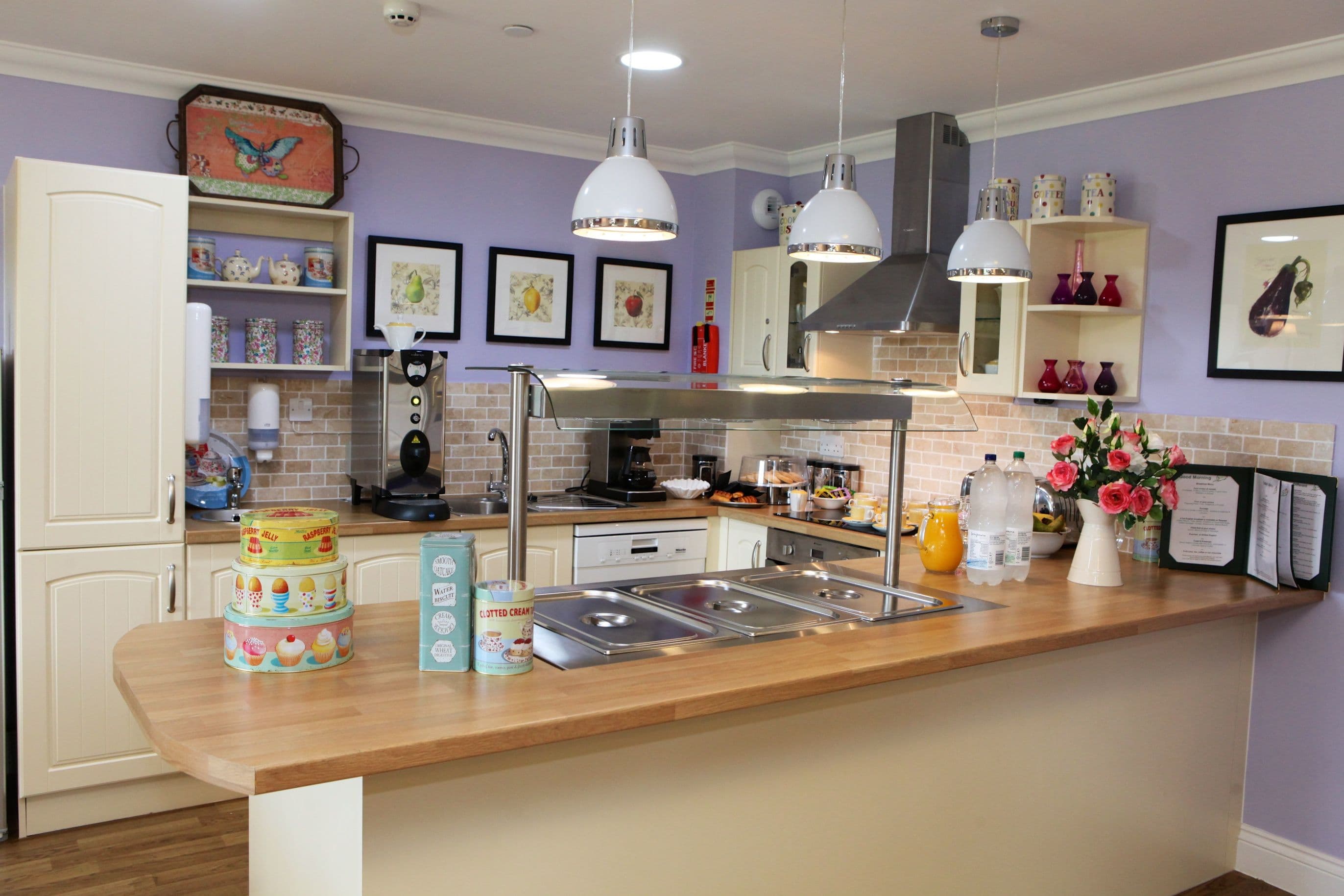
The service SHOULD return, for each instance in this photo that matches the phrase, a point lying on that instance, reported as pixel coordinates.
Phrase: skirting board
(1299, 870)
-- -- --
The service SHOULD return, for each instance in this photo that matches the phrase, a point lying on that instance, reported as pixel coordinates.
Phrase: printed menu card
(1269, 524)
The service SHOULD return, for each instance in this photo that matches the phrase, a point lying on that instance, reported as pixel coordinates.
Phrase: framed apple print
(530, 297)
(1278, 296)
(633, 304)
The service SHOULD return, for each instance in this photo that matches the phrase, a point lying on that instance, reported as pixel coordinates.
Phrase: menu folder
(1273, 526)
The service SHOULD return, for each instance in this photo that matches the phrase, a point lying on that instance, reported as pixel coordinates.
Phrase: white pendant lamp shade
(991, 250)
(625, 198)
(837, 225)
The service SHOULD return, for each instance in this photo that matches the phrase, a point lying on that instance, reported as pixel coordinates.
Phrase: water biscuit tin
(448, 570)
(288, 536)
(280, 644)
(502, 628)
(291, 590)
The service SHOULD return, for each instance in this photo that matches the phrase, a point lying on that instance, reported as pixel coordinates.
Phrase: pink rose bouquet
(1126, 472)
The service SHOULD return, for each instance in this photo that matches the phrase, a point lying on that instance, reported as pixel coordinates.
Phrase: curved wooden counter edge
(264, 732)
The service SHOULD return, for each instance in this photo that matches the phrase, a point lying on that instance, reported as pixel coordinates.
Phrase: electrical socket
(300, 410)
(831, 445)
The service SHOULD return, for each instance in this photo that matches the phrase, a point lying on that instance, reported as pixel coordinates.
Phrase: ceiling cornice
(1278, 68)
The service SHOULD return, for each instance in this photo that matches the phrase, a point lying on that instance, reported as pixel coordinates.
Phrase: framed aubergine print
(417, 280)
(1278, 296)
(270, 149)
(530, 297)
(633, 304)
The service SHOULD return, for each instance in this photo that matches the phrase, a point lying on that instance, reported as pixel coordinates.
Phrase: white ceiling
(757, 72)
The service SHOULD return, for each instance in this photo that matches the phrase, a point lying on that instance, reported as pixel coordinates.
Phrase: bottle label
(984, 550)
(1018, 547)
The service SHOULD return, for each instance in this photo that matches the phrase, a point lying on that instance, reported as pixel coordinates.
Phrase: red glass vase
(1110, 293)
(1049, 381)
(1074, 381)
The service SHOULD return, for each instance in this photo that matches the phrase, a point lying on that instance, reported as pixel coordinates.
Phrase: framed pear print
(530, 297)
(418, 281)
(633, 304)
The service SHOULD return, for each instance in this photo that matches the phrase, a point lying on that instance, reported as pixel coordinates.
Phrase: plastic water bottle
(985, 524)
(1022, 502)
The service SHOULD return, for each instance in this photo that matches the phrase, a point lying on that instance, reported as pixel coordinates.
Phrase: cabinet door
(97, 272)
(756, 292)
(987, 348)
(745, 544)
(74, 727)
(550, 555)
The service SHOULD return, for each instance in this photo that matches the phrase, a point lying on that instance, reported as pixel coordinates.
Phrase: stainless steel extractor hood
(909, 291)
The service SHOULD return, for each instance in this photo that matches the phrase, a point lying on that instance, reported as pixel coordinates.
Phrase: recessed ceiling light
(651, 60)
-- -- --
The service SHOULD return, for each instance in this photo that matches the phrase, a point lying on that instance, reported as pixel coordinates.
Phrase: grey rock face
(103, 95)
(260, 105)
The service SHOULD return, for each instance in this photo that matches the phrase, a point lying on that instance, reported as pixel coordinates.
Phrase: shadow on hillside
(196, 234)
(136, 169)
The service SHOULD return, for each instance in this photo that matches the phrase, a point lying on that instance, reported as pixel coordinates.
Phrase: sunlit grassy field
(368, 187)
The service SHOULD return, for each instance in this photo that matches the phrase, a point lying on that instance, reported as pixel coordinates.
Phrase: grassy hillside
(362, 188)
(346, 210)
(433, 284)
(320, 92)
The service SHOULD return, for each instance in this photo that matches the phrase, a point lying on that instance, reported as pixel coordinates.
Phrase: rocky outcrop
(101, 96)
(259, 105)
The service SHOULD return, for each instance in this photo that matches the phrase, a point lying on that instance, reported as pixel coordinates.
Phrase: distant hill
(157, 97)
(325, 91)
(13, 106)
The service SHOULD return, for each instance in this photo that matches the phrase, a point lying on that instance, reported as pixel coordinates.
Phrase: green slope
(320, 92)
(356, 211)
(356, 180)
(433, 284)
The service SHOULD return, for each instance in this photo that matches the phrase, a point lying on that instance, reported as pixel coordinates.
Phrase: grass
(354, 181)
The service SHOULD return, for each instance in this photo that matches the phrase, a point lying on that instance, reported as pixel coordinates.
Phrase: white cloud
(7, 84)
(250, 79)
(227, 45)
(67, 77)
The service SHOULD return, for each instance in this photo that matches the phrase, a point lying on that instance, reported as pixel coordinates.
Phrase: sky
-- -- --
**Exercise requirements**
Using the data above, repeat exactly the lines that begin at the line with "Phrase: white cloud" and end at the line with "Phrase: sky", both ends included.

**Finished task**
Phrase: white cloud
(7, 84)
(250, 79)
(227, 45)
(67, 77)
The service SHOULD return, for each instance in this photo that matches the phrase, a point lying on that instance, reported as pixel coordinates.
Phrase: sky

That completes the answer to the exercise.